==== Trecho fornecido

SUBCHEFIA DE ASSUNTOS PARLAMENTARES

EM nº 00012/MS

 

Brasília, 11 de abril de 2006.

 

Excelentíssimo Senhor Presidente da República,

 

                        Submeto à elevada apreciação de Vossa Excelência Anteprojeto de Lei que altera a Lei no 6.360, de 23 de setembro de 1976, que dispõe sobre a vigilância sanitária a que ficam sujeitos os medicamentos e outros produtos, dispõe sobre o fracionamento de medicamentos para dispensação e dá outras providências.

                        O Poder Executivo Federal regulamentou a dispensação de medicamentos de forma fracionada no País, por meio do Decreto no 5.348, de 19 de janeiro de 2005, em busca da promoção do uso racional de medicamentos e da defesa dos direitos econômicos e sanitários do consumidor e usuário de medicamentos, proporcionando grandes benefícios para a população brasileira.

                        O referido Decreto permitiu que as farmácias disponibilizassem medicamentos na quantidade prescrita pelo profissional competente, segundo as necessidades terapêuticas do consumidor e usuário de medicamentos, a partir de embalagens especialmente desenvolvidas para essa finalidade, devidamente aprovadas pelo órgão federal responsável pela vigilância sanitária, de modo a garantir a individualização da terapia medicamentosa e a manutenção das características de qualidade, segurança e eficácia dos produtos como estratégia de acesso e promoção do uso racional de medicamentos.

========
==== Dados fornecidos

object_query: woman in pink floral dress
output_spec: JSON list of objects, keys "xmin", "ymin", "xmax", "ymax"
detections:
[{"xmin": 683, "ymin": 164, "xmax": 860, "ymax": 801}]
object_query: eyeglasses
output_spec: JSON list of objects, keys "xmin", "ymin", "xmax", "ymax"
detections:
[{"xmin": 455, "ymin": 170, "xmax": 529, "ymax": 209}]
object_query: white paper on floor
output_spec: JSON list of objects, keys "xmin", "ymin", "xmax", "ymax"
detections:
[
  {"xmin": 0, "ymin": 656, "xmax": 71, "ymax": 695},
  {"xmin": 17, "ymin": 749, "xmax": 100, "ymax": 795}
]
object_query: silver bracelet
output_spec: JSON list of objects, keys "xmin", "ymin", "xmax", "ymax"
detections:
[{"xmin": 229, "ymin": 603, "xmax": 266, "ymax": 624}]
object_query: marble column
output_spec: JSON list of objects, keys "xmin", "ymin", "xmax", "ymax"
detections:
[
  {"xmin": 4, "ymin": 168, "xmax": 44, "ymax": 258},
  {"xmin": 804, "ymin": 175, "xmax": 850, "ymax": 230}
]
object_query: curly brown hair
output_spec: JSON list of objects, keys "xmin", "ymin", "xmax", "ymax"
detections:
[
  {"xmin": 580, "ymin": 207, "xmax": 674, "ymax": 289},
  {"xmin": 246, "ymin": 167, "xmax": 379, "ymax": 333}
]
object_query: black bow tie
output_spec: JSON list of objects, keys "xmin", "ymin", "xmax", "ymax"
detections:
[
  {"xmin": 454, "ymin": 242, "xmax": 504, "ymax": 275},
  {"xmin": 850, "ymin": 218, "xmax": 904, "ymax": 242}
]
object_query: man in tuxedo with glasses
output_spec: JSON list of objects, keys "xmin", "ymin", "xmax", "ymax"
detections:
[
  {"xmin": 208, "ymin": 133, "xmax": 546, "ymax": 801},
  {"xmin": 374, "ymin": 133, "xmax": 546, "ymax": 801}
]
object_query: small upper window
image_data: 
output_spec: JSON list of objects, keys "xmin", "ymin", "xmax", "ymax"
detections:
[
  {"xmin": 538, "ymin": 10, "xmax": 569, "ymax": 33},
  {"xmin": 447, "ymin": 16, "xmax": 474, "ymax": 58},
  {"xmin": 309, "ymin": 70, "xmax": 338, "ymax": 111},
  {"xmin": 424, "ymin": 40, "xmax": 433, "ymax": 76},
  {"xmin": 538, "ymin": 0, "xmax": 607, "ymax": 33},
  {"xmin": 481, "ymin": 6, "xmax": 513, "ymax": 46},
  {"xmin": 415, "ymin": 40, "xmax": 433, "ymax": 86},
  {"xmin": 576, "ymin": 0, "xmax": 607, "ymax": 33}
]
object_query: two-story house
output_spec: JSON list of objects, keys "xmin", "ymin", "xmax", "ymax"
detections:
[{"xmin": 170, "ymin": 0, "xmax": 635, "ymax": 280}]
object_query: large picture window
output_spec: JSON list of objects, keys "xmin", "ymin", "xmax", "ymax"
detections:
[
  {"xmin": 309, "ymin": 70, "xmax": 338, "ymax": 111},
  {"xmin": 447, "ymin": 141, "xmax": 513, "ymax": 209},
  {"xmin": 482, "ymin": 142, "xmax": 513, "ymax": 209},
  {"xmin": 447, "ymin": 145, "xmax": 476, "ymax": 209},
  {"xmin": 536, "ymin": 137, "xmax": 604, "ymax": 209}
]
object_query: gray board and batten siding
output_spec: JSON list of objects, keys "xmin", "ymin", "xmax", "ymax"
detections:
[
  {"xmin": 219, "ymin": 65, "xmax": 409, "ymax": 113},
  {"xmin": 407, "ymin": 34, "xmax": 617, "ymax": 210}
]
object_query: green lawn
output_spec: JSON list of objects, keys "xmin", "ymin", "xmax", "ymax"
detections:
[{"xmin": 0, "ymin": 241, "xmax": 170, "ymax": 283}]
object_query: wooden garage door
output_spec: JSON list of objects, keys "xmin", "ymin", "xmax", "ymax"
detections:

========

Instrução da tarefa — Para cada afirmação abaixo, diga se ela bate com o trecho fornecido. Responda sim ou não e cite, sem mudar nada, as palavras do trecho que decidem. (a) O decreto que regulamentou a dispensação fracionada de medicamentos é de 19 de janeiro de 2005. (b) A Lei nº 6.360 é de 1980. (c) As embalagens usadas no fracionamento precisam ser aprovadas pelo órgão federal responsável pela vigilância sanitária.

Resposta escrita —
(a) Sim: "por meio do Decreto no 5.348, de 19 de janeiro de 2005".
(b) Não: "Lei no 6.360, de 23 de setembro de 1976".
(c) Sim: "devidamente aprovadas pelo órgão federal responsável pela vigilância sanitária".